GOAL: Reproduce the records below exactly as given.

EXTRACTED INFORMATION:
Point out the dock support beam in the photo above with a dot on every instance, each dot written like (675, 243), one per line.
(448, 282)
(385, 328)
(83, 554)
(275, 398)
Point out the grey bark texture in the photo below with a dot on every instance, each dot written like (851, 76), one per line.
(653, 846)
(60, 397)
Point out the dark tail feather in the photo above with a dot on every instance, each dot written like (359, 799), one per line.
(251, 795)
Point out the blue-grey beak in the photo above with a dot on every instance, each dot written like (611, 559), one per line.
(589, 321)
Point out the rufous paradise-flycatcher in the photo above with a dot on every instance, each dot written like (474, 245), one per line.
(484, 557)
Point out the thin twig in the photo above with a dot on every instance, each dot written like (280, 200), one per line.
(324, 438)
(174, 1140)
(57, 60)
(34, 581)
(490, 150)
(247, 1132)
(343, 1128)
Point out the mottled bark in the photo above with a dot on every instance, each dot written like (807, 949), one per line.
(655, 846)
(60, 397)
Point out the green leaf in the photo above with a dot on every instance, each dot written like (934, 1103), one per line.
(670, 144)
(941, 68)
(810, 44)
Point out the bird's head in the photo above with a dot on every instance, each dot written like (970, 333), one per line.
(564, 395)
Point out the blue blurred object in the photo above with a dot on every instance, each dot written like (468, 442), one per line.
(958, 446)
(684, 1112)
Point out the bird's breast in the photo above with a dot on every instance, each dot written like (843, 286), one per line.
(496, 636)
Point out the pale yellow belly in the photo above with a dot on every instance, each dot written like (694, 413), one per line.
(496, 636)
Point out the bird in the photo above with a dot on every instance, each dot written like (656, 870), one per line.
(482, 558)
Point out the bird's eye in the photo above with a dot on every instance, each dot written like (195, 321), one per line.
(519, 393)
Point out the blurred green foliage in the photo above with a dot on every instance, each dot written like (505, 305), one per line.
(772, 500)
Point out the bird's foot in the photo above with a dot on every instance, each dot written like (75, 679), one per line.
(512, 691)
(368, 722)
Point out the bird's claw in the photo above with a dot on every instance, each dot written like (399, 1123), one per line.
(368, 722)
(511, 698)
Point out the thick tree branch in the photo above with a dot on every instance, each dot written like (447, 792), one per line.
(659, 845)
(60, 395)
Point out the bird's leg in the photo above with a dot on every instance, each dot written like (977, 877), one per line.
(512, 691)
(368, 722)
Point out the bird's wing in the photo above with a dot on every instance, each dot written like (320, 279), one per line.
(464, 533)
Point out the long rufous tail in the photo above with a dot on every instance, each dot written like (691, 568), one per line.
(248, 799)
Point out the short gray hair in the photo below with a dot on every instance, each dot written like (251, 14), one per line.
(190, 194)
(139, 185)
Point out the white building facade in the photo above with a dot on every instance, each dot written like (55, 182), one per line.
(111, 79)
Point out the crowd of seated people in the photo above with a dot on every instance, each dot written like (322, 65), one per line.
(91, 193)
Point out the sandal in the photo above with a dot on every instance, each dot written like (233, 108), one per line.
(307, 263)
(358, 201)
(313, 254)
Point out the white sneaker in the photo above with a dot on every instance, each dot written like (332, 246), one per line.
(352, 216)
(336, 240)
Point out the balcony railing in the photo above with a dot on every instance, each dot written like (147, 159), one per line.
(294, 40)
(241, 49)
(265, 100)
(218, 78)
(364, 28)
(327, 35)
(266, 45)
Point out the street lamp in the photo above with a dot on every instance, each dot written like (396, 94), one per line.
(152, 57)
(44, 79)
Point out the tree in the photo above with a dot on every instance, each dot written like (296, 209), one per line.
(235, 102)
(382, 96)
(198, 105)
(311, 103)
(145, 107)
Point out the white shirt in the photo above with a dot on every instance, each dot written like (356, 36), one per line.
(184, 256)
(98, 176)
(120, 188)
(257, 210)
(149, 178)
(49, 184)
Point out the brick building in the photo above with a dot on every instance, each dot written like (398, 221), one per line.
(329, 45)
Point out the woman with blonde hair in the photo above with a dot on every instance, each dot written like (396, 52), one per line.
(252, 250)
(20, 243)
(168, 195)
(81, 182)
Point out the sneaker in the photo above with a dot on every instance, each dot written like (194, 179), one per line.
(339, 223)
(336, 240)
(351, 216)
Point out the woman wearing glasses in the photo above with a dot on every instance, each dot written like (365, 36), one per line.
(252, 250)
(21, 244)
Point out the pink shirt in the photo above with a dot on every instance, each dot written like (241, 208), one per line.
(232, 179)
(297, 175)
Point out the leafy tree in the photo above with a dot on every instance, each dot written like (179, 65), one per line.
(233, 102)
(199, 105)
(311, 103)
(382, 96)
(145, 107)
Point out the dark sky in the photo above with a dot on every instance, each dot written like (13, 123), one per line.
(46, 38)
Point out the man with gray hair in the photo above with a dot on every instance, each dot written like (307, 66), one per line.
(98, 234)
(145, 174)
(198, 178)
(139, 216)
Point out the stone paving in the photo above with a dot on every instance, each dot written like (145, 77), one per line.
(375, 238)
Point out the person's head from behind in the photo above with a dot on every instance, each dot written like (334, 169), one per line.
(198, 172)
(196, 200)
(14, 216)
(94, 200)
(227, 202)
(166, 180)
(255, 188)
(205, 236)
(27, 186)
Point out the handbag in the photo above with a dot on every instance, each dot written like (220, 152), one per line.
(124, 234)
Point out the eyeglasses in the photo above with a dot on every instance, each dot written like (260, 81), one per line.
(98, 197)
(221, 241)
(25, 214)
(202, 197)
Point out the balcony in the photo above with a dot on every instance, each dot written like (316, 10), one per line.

TASK RESULT:
Point out the dock support beam in the photo above with a dot on every instance, each dot written like (675, 243), one per line.
(448, 282)
(385, 328)
(83, 554)
(275, 398)
Point out the grey bark texture in the photo below with a dot on every instance, each dot written like (851, 76), one per line.
(653, 846)
(60, 397)
Point out the dark tail feather in the photo above with a dot on every instance, each dot written like (359, 799), one per line.
(251, 795)
Point out the blue-grey beak in the photo above with a dot on every instance, each dot written like (611, 559), one per line.
(589, 321)
Point out the rufous paradise-flycatcher in the photo above with a dot on every instance, each dot written like (474, 245), one per line.
(484, 557)
Point out the thin twig in the photo above with a dot on every instance, each dot written like (280, 200), one per line.
(324, 438)
(174, 1140)
(57, 60)
(34, 581)
(490, 150)
(247, 1132)
(343, 1128)
Point out the mottled bark in the photo above with a dot on every instance, each dot written like (807, 949), one per line.
(655, 846)
(60, 397)
Point out the green leaf in the photo above with a dot on every instance, each dot written like (934, 1103), one per line.
(670, 144)
(941, 68)
(810, 44)
Point out the bird's head in the photo above with a dot on every instance, each dot written like (970, 333), one per line.
(564, 395)
Point out the blue blurred object in the photo above with a dot on every instance, each dot written like (468, 442), one per line.
(958, 446)
(684, 1112)
Point out the bird's breast in the photo above with a dot on every instance, each dot written like (843, 286), one per line.
(496, 636)
Point out the pale yellow belly in the photo above with a dot on every instance, each dot written like (694, 413), one per line.
(496, 636)
Point out the bird in the photo above with a dot on every instance, each dot written like (656, 870), one per line.
(482, 558)
Point out the bird's eye in the photo above with a dot on every instance, each dot written like (195, 321), one per line.
(519, 393)
Point out the blurred green foliage in the photo above with a dot on every instance, each dot written like (505, 305), one per line.
(772, 500)
Point out the bird's foot in the photo above with a dot on every instance, each dot written like (75, 679), one per line.
(512, 691)
(368, 722)
Point out the bird's claw in the photo above with a dot on every instance, each dot written like (399, 1123), one per line.
(368, 722)
(511, 698)
Point out the thick tree branch in the photo above with a dot on every instance, each dot written like (447, 792), one per line.
(659, 845)
(60, 395)
Point out the bird's leg in the photo above with a dot on every instance, each dot written like (977, 877), one per line.
(512, 691)
(368, 722)
Point out the bird's wing in the photo above with a dot on every instance, each dot written like (320, 279), one per line.
(464, 533)
Point out the long rufous tail in the photo above with a dot on every instance, each dot written like (691, 568), one per line.
(248, 799)
Point out the short gray hair in the photo below with a dot on every instance, each dot written like (251, 14), one per line.
(190, 194)
(139, 185)
Point out the white building facade in the photo above with a dot on every instance, each dot written like (55, 182), one per line.
(111, 79)
Point out the crowd of seated people in the photo above with a dot on every instance, each dot written like (322, 65), one per line.
(91, 193)
Point out the sandal in the photo above with a dot on every instance, each dot written like (233, 108), one per line.
(307, 263)
(358, 201)
(313, 254)
Point out the white sneaker in the photo above with a dot on every instance, each dot written like (332, 246), one per line.
(352, 216)
(336, 240)
Point out the balcony railing in the photo above with a dot on every instance, each dot written like (147, 159), one per line.
(294, 40)
(241, 49)
(265, 100)
(218, 78)
(364, 28)
(327, 35)
(266, 45)
Point out the street lamp in the photo above with a dot on every instance, each dot written like (396, 94), one per line.
(152, 57)
(44, 79)
Point out the tree in the photo above with a dot on every instance, each dot written like (296, 209), one per line.
(235, 102)
(382, 96)
(198, 105)
(311, 103)
(145, 107)
Point out the white shirt in the photo above with a dot on every instance, each dot written like (356, 36), one per line.
(184, 256)
(98, 176)
(120, 188)
(257, 210)
(149, 178)
(49, 184)
Point out the brick building in the photo above with a dot on every instance, each dot written like (398, 221), one per line.
(329, 45)
Point out the woman with blonde hair in the photo above with a dot on every instance, each dot written like (396, 52), one per line.
(252, 250)
(20, 243)
(168, 195)
(81, 182)
Point out the sneaker in the photo above with a dot on every instance, each dot written like (194, 179), one per line.
(339, 223)
(336, 240)
(351, 216)
Point out the woman wearing glasses in the photo above with a dot on every instance, each dot written like (365, 36), one per line.
(252, 250)
(21, 244)
Point out the pink shirt in the photo above with a dot on every instance, each dot written like (241, 208), one per line.
(232, 179)
(297, 175)
Point out the leafy tree in the photo above with a dot on every instance, each dot written like (179, 65), one per line.
(233, 102)
(199, 105)
(311, 103)
(382, 96)
(145, 107)
Point out the dark sky in the photo above with a dot on every instance, each dot written like (13, 123), one per line.
(46, 38)
Point out the man with gray hair in the photo above with a dot on every instance, each dot written like (307, 66), one per line.
(98, 234)
(145, 174)
(198, 178)
(139, 216)
Point out the stone paving in the photo above with a dot on every instance, each dot written like (145, 77), one per line.
(375, 238)
Point out the person's head from behind in the photo above with a dot on every instance, each dot written like (334, 169), one per line.
(198, 172)
(196, 200)
(14, 216)
(94, 200)
(227, 202)
(166, 180)
(255, 188)
(205, 236)
(27, 186)
Point out the handbag in the photo above with a dot on every instance, each dot written like (220, 152), one per line.
(124, 234)
Point out the eyeglasses in the photo above with a dot on every instance, each dot written like (260, 81), one per line.
(98, 197)
(221, 241)
(25, 214)
(202, 197)
Point out the balcony in the photo above with a dot on every instance, each dot written like (316, 10), one per line.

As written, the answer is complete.